» PROVIDED DATA

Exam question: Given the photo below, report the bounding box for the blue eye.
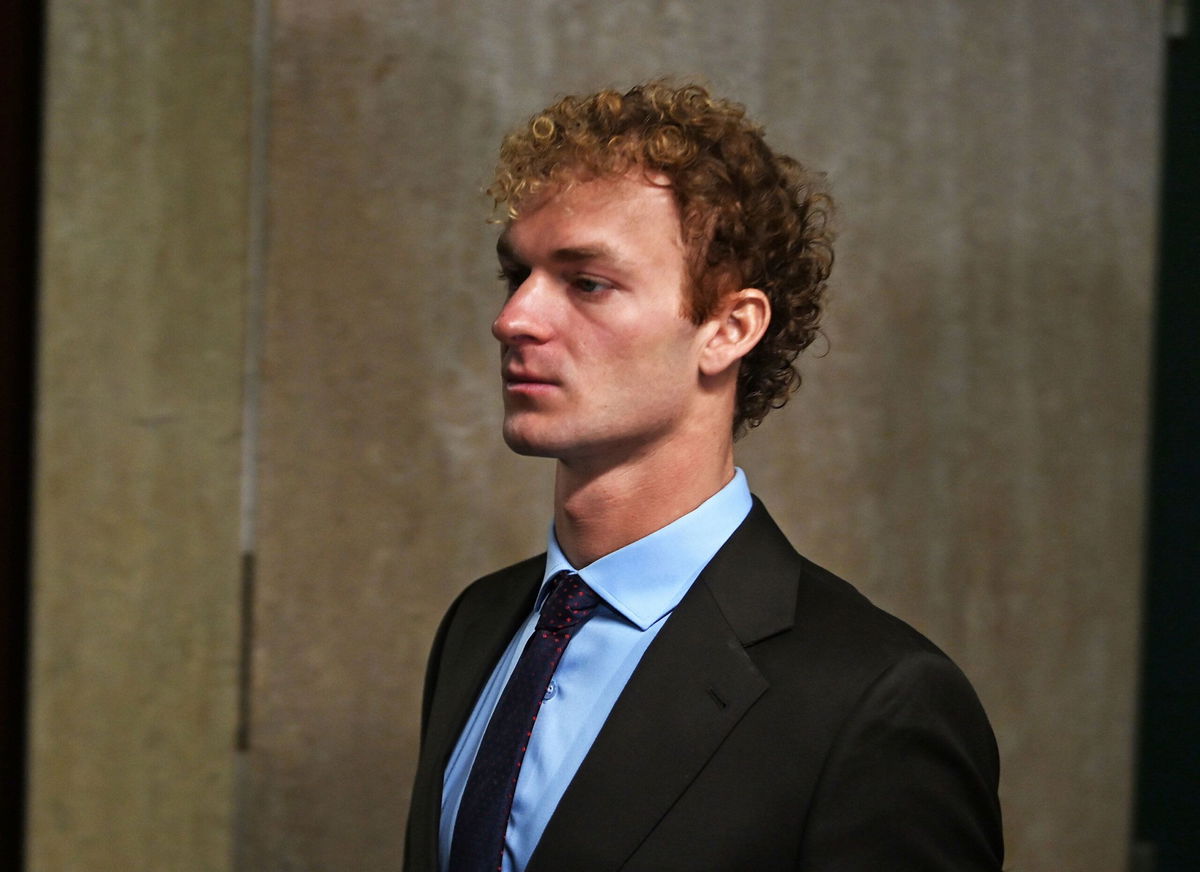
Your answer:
[497,266,529,296]
[571,276,611,294]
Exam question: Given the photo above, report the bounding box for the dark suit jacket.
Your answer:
[404,499,1003,872]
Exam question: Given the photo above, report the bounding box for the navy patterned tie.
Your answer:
[448,571,601,872]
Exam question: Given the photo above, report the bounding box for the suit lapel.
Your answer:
[409,554,546,868]
[527,500,800,872]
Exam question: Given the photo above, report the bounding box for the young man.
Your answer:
[406,83,1003,872]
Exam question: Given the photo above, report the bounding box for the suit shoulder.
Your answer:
[768,558,974,703]
[449,553,546,614]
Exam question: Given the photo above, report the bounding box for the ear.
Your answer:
[700,288,770,375]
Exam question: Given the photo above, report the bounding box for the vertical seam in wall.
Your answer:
[235,0,271,751]
[229,0,272,872]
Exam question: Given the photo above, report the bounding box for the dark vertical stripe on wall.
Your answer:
[0,0,42,868]
[1135,1,1200,872]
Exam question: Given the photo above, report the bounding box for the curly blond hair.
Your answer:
[487,80,833,435]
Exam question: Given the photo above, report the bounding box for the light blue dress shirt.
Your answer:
[439,469,751,872]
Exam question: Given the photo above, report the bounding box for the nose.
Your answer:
[492,273,550,345]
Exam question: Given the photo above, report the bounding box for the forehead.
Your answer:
[498,174,683,255]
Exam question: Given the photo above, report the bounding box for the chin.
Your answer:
[504,421,558,457]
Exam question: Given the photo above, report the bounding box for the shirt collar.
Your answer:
[535,468,752,630]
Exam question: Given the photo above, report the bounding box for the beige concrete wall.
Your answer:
[28,0,250,872]
[34,0,1160,872]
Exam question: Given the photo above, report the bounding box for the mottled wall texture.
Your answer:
[30,0,1162,872]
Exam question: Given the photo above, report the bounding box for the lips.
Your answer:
[500,366,558,385]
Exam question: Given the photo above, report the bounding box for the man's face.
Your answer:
[492,176,703,464]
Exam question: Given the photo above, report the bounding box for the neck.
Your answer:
[554,438,733,569]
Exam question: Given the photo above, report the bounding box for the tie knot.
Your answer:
[538,571,601,631]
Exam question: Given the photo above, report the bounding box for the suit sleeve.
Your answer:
[421,594,462,747]
[800,651,1003,872]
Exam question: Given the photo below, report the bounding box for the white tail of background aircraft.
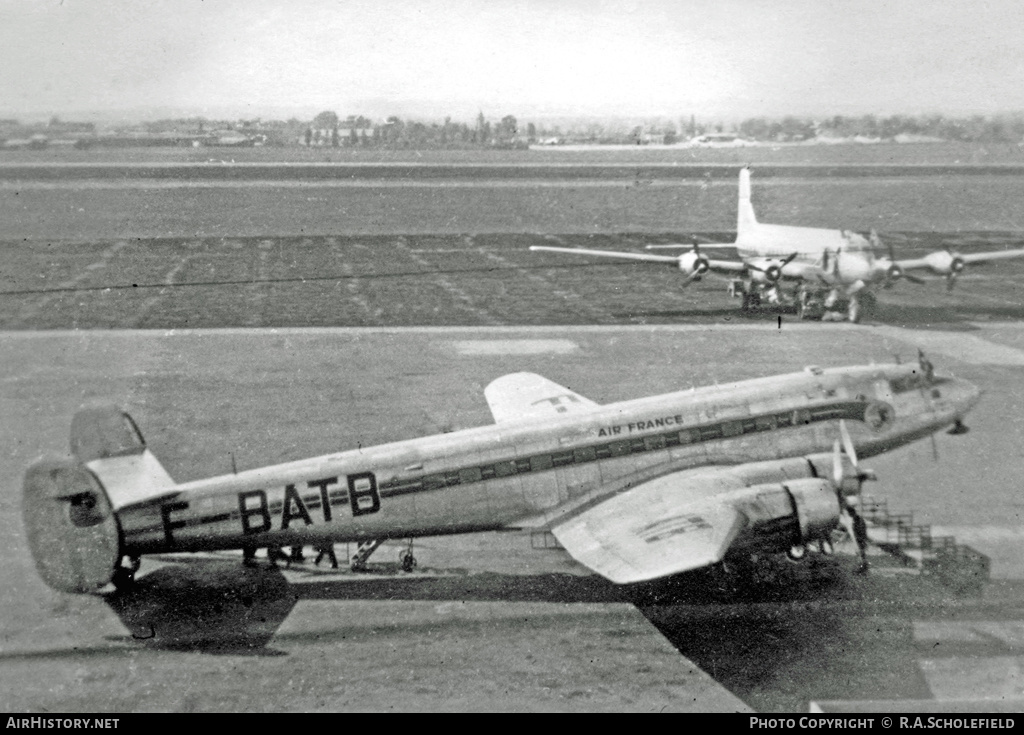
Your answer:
[530,168,1024,321]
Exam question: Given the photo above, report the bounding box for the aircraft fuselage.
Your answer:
[108,364,978,556]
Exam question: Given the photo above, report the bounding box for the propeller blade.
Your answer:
[839,419,857,470]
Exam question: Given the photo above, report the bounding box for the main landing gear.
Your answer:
[349,538,418,572]
[111,556,142,592]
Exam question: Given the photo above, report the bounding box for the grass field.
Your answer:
[0,232,1024,330]
[6,142,1024,166]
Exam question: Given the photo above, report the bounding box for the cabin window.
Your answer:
[495,462,515,477]
[697,424,722,441]
[572,446,597,463]
[608,441,630,457]
[529,455,553,472]
[722,421,743,436]
[643,434,665,451]
[551,451,572,467]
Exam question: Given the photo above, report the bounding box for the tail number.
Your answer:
[348,472,381,516]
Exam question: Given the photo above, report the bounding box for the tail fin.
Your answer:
[736,167,758,237]
[71,403,174,511]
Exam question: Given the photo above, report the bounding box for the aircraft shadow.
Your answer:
[96,560,864,655]
[614,302,1024,331]
[103,562,296,655]
[90,556,1007,711]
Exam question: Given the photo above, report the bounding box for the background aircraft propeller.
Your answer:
[746,253,800,284]
[868,229,926,289]
[833,419,878,560]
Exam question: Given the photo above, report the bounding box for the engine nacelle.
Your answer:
[734,477,840,553]
[925,250,966,275]
[679,251,711,277]
[22,458,122,593]
[785,478,840,542]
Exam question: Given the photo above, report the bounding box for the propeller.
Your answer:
[833,419,878,569]
[869,229,926,289]
[925,246,967,291]
[918,347,935,383]
[679,241,711,286]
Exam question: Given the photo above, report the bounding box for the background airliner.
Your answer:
[530,168,1024,322]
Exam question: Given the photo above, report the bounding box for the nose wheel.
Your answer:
[398,539,418,571]
[111,556,142,592]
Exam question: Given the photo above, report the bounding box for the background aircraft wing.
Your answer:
[551,473,746,585]
[529,245,679,265]
[483,373,598,423]
[701,255,746,273]
[961,248,1024,263]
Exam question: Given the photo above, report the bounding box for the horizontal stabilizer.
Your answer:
[71,403,176,511]
[551,475,746,585]
[483,373,598,424]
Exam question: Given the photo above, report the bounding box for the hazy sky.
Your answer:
[0,0,1024,121]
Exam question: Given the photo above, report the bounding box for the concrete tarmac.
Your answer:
[0,322,1024,711]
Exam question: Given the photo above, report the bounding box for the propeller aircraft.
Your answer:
[23,356,980,593]
[530,168,1024,322]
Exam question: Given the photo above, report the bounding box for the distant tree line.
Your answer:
[6,111,1024,149]
[737,113,1024,143]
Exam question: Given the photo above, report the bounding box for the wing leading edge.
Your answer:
[551,475,748,585]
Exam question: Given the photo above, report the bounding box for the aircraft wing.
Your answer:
[961,248,1024,263]
[708,255,746,273]
[483,373,598,424]
[551,475,748,585]
[529,245,679,265]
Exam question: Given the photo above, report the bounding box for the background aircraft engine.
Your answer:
[679,252,711,278]
[786,478,840,542]
[22,458,121,593]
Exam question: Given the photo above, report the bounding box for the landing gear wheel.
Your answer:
[111,566,135,592]
[398,549,417,571]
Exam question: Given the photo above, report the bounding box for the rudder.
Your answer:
[736,166,758,239]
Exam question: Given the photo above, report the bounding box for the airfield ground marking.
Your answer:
[335,237,380,321]
[131,248,196,328]
[236,240,274,327]
[394,235,503,327]
[865,325,1024,365]
[10,240,130,328]
[466,234,613,321]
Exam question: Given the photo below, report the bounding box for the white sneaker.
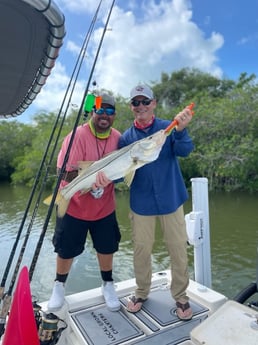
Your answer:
[101,282,120,311]
[47,280,65,312]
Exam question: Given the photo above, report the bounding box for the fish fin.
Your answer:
[43,194,53,206]
[80,188,91,195]
[78,161,94,175]
[124,170,135,187]
[43,192,62,206]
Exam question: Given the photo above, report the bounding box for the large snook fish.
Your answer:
[56,130,167,217]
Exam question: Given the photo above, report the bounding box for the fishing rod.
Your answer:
[8,0,103,294]
[29,0,115,281]
[0,0,111,337]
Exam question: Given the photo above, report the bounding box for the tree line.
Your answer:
[0,68,258,192]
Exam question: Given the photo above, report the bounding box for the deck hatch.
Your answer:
[71,306,143,345]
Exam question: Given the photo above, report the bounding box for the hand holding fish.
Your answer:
[92,171,112,190]
[175,107,192,132]
[165,103,195,135]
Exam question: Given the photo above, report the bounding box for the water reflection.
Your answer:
[0,185,258,301]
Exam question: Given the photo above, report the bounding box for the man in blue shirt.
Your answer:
[119,85,193,320]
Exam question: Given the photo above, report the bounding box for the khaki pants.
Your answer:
[131,206,189,303]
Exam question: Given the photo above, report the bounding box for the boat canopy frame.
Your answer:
[0,0,65,118]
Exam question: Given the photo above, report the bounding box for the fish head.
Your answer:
[131,130,167,162]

» JOB
Copy the rows exactly, starting at the line that contains "for the chin." and ending with the line that contains "[71,403,174,511]", both of those lines included. Leave the pictures out of your copy.

» SOLUTION FOR THIS EXERCISE
Exam question: Given the photo above, report the bounding box for the chin.
Your answer:
[504,421,558,457]
Exam question: Given the photo above, report the bounding box for the shirt collar.
Your answer:
[535,468,752,630]
Exam question: Given the photo above, report the bounding box for the beige concrete wall.
Your answer:
[28,0,250,872]
[34,0,1160,872]
Exam question: Given the photo above, report the bounding box for the mottled wall texture.
Your answer:
[30,0,1162,872]
Exam question: Given the photo above, report the bounding box for the lips.
Your answer:
[500,366,558,385]
Exam question: Given the photo above, report the bounding box for the man's face.
Your answer:
[492,176,703,464]
Exam question: Given the photo above, report the bounding box for the neck.
Your answer:
[554,438,733,569]
Exam question: Given the photo above, report the bounding box for the tie knot.
Your answer:
[538,571,601,631]
Exam question: Given the photo above, report the bounding box for the suit sleeve.
Your answer:
[421,594,462,747]
[800,651,1003,872]
Exam question: Given the photo below, report the bounding box for the white tail of background aircraft.
Your answer:
[530,168,1024,321]
Exam question: Given the photo above, report the bounding box for the aircraft fuselage.
Your answer:
[108,364,978,556]
Exam question: Given the photo above, report the bounding box for the propeller blade.
Your answer:
[839,419,857,470]
Exam question: Given the photo above, report the bounding box for the main landing gear.
Your answer:
[349,538,418,572]
[111,556,142,592]
Exam question: Given the photo above, report the bounding box for the grass field.
Your answer:
[0,232,1024,330]
[6,142,1024,166]
Exam question: Given the photo above, report the bounding box for the cabin window.
Your answer:
[495,462,515,477]
[697,424,722,441]
[572,446,597,463]
[608,441,630,457]
[529,455,553,472]
[722,421,743,436]
[643,434,665,451]
[551,451,572,467]
Exam question: Given the photo above, report the bounding box for the tail number.
Your answer:
[348,472,381,516]
Exam question: Given the photo above, report the bounding box for the tail fin.
Your answer:
[736,167,758,237]
[71,403,174,511]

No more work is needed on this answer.